[Task goal]: Print the records again, character for character.
━━━
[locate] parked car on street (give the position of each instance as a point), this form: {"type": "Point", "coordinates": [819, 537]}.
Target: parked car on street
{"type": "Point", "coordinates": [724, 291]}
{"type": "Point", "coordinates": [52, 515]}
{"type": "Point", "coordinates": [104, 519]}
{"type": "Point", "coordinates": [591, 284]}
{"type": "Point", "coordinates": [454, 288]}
━━━
[Exercise result]:
[locate] parked car on street (give the position of each instance as a point), this form: {"type": "Point", "coordinates": [819, 537]}.
Target: parked car on street
{"type": "Point", "coordinates": [724, 291]}
{"type": "Point", "coordinates": [52, 515]}
{"type": "Point", "coordinates": [104, 519]}
{"type": "Point", "coordinates": [591, 284]}
{"type": "Point", "coordinates": [454, 288]}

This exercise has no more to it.